Énoncé rédigé 1: Dans le texte fourni, reformulez en une seule phrase le paragraphe qui commence par « Il faut le dire » en conservant ses informations essentielles.
Énoncé rédigé 2: Résumez le texte fourni en deux phrases.
Énoncé rédigé 3: Recopiez un passage du texte fourni : commencez aux mots « La même question » et arrêtez-vous après « de femme entrepreneure. ».

==== Texte fourni

Un week-end, pas comme les autres au 9, avenue Hoche à Paris. Des créatrices et stylistes venues de Massy, Lyon, Bordeaux, de Paris, etc. s’étaient donné rendez-vous sur invitation d’Adèle-Lydie Messy et Irène Lindoubi, organisatrices de l’évènement.
Il faut le dire, l’évènement était riche en couleur. Mais le rouge et le noir, couleurs de la Saint-Valentin, dominaient. Et la raison est simple : parce que dédié aux amoureux, à une semaine de la commémoration de cette fête.
Des objets de toute sorte brillaient dans tous les coins de la salle d’exposition, pleine d’admiration : bijoux pour femmes, produits de beauté, objets d’art, habits, etc. Respectivement décoratrice d’intérieur, organisatrice d’événements et consultante en développement économique, Mme Messy et Mme Lindoubi ont tout aménagé pour que l’événement réussisse : samedi, 6 février, il s’est clôturé par un défilé de mode qui a séduit les invités.
Et pour marquer le côté éthique et développement durable de l’événement, ces organisatrices ont pensé à une conférence-débat où trois experts ont été confiés pour partager leur savoir-faire, leurs expériences avec des femmes créatrices et stylistes
« Comment concilier sa vie de couple, sa vie de femme avec la vie entrepreneuriale ? »
Par rapport à leur pratique de terrain sur l’entreprenariat féminin, indique Irène Lindoubi, remarque qu’il est difficile d’établir une articulation entre vie de femme-entrepreneure et vie familiale : « Pour beaucoup de femmes, qu’elles soient conscientes ou pas, elles ont l’impression d’avoir à choisir et peu sont celles qui arrivent à trouver la bonne articulation. »
C’est pourquoi, poursuit-elle, l’apport des experts est incontournable pour voir ensemble les mécanismes ou stratégies à des hypothèses nécessitant de réponses afin de leur permettre d’avancer dans la gestion quotidienne de leurs différentes facettes de vie.
La même question se pose chez Adèle-Lydie Messy : « Comment être femme entrepreneure et rester du coup une bonne mère, épouse au foyer ? »
De l’avis de Mme Marina, une des experts conviés, quatre habitudes ou pratiques lui paraissent indispensables pour réussir et la vie familiale et la vie de femme entrepreneure.
Elle propose d’abord de prendre du temps pour soi-même, au moins une fois par semaine : « ça peut paraître égoïste mais c’est comme remplir sa coupe d’eau pour pouvoir servir ou partager l’amour avec les autres. Il faut donner de l’énergie à son couple, pas beaucoup ou pas moins, juste le juste milieu. »

========
==== Jeu de données

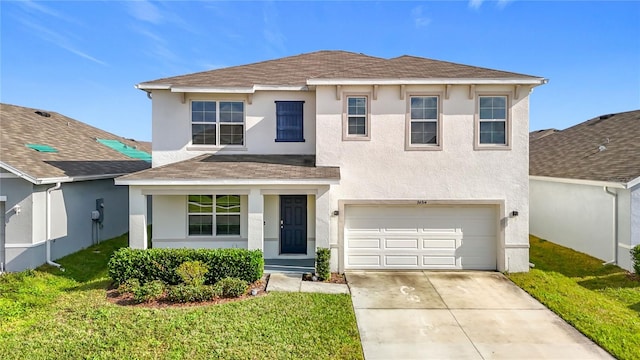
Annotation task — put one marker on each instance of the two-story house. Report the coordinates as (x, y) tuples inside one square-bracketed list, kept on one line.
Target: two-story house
[(402, 163)]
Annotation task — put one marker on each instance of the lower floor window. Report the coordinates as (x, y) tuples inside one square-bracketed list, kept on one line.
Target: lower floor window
[(206, 212)]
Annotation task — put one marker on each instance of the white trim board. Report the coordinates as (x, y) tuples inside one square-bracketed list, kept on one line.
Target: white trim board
[(579, 181)]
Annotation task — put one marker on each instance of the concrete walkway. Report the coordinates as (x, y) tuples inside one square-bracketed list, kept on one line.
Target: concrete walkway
[(292, 282), (458, 315)]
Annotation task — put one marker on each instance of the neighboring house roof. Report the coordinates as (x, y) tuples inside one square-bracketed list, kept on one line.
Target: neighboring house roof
[(322, 66), (605, 148), (539, 134), (44, 147), (215, 168)]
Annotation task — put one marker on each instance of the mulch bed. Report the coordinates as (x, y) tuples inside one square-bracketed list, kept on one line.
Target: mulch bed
[(127, 299), (261, 285), (336, 278)]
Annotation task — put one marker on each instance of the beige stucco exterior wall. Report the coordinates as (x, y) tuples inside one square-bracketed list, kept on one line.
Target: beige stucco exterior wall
[(171, 125), (381, 169), (583, 217)]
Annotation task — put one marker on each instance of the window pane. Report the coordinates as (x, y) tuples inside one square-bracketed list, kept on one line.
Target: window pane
[(197, 105), (492, 132), (499, 101), (203, 134), (289, 120), (493, 107), (431, 102), (417, 102), (227, 204), (357, 125), (486, 102), (231, 134), (200, 204), (197, 116), (227, 224), (203, 111), (200, 225), (423, 132), (424, 107), (357, 106), (231, 111)]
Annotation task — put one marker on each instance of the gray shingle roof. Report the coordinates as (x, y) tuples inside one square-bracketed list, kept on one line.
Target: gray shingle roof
[(538, 134), (244, 167), (605, 148), (296, 70), (78, 153)]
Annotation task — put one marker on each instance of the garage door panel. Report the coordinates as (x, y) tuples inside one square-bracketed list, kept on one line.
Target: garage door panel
[(401, 243), (404, 237), (364, 260), (435, 244), (439, 261), (401, 260), (364, 243)]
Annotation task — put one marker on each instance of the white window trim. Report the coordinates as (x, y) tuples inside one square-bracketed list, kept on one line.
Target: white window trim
[(476, 124), (214, 220), (345, 117), (423, 147), (216, 146)]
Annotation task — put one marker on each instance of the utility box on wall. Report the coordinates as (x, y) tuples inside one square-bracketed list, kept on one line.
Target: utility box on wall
[(100, 209)]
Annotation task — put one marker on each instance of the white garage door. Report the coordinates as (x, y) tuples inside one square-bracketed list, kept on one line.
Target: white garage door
[(421, 237)]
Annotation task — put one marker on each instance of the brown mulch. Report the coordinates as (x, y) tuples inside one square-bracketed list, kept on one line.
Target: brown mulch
[(127, 299), (336, 278)]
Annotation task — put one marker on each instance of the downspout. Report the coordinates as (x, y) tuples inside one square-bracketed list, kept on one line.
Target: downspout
[(615, 227), (48, 225)]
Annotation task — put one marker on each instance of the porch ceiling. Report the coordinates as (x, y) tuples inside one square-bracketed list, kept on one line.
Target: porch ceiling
[(236, 167)]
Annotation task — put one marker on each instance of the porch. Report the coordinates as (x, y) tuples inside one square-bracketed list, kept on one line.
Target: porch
[(276, 266)]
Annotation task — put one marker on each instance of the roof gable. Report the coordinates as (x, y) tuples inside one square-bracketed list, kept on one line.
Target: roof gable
[(300, 69), (605, 148), (28, 134)]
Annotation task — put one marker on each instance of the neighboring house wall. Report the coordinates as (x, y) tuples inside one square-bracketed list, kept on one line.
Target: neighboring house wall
[(20, 249), (171, 129), (381, 168), (582, 217), (170, 229), (633, 227), (71, 224)]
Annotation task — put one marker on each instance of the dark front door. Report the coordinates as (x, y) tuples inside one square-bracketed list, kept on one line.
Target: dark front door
[(293, 224)]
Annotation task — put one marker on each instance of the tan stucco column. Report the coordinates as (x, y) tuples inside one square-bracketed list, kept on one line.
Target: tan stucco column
[(137, 218), (324, 215), (255, 228)]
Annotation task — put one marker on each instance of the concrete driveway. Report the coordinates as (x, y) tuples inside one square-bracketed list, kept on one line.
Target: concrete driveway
[(458, 315)]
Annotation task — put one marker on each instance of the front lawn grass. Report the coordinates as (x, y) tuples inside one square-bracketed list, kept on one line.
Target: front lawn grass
[(49, 314), (602, 302)]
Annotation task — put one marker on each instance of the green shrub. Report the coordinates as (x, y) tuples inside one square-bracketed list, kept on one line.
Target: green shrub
[(191, 293), (230, 287), (192, 272), (162, 264), (149, 291), (128, 286), (323, 255), (635, 258)]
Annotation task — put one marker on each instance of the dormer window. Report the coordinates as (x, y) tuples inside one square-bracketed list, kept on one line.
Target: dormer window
[(356, 120), (217, 123)]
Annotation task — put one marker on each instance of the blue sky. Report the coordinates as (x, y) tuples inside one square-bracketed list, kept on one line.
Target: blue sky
[(83, 58)]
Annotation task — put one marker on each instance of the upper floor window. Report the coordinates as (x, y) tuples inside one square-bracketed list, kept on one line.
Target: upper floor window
[(204, 216), (289, 121), (356, 118), (492, 124), (217, 123), (423, 126)]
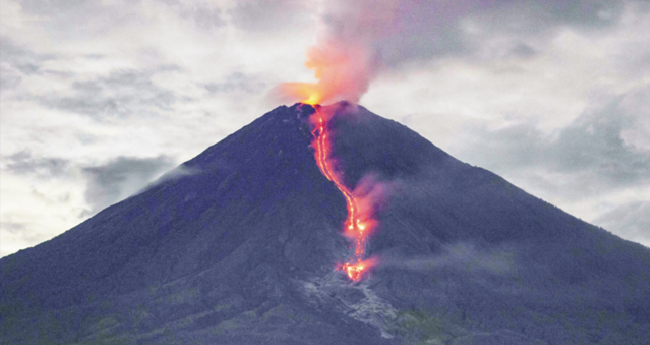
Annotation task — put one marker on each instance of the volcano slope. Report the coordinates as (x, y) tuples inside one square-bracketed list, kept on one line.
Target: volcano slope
[(239, 246)]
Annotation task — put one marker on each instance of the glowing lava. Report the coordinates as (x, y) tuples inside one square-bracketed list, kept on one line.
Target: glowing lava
[(355, 228)]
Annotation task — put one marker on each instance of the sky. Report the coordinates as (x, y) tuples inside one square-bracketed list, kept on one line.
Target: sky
[(98, 98)]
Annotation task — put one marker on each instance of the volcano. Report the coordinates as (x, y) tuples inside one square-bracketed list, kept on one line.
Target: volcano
[(240, 245)]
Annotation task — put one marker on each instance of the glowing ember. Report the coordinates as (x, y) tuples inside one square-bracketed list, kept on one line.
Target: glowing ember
[(355, 228)]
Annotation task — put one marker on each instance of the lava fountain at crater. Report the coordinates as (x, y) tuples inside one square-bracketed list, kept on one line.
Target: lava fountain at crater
[(357, 225)]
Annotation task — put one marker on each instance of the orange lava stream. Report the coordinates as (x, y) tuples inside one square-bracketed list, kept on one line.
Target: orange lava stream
[(355, 228)]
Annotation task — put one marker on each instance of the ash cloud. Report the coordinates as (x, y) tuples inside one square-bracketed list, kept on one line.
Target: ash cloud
[(363, 38), (603, 150), (461, 257), (120, 178)]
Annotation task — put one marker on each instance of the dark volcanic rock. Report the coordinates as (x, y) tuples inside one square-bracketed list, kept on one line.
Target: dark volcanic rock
[(239, 246)]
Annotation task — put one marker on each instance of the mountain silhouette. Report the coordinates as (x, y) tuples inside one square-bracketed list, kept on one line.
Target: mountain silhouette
[(240, 246)]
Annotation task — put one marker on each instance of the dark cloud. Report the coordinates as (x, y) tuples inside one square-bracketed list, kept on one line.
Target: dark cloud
[(23, 163), (236, 82), (403, 31), (119, 178), (121, 93), (590, 153), (630, 220), (461, 257)]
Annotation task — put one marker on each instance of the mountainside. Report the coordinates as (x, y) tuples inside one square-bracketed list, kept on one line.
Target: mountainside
[(240, 245)]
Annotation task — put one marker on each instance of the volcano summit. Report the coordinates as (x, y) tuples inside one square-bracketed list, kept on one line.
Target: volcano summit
[(243, 248)]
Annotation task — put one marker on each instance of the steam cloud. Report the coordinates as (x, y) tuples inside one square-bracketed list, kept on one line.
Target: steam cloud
[(345, 59), (362, 38)]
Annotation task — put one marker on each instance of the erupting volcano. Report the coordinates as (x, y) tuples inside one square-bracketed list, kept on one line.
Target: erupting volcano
[(239, 249), (355, 228)]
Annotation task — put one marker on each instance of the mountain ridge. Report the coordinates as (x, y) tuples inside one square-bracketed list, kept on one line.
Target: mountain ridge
[(242, 247)]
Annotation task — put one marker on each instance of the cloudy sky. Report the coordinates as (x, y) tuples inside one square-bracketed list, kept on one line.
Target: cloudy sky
[(100, 97)]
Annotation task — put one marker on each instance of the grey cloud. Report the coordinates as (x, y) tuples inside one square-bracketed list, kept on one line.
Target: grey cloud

========

Réponse finale 1: Très coloré, l'événement était dominé par le rouge et le noir, couleurs de la Saint-Valentin, car il était consacré aux amoureux à une semaine de cette fête.

Réponse finale 2: À l'invitation d'Adèle-Lydie Messy et d'Irène Lindoubi, des créatrices et stylistes venues de plusieurs villes se sont retrouvées le temps d'un week-end au 9, avenue Hoche à Paris pour un événement dédié aux amoureux, clôturé le samedi 6 février par un défilé de mode. Une conférence-débat y a abordé la façon de concilier vie de femme, vie de couple et vie entrepreneuriale, et l'experte Mme Marina recommande d'abord de prendre du temps pour soi au moins une fois par semaine.

Réponse finale 3:
La même question se pose chez Adèle-Lydie Messy : « Comment être femme entrepreneure et rester du coup une bonne mère, épouse au foyer ? »
De l’avis de Mme Marina, une des experts conviés, quatre habitudes ou pratiques lui paraissent indispensables pour réussir et la vie familiale et la vie de femme entrepreneure.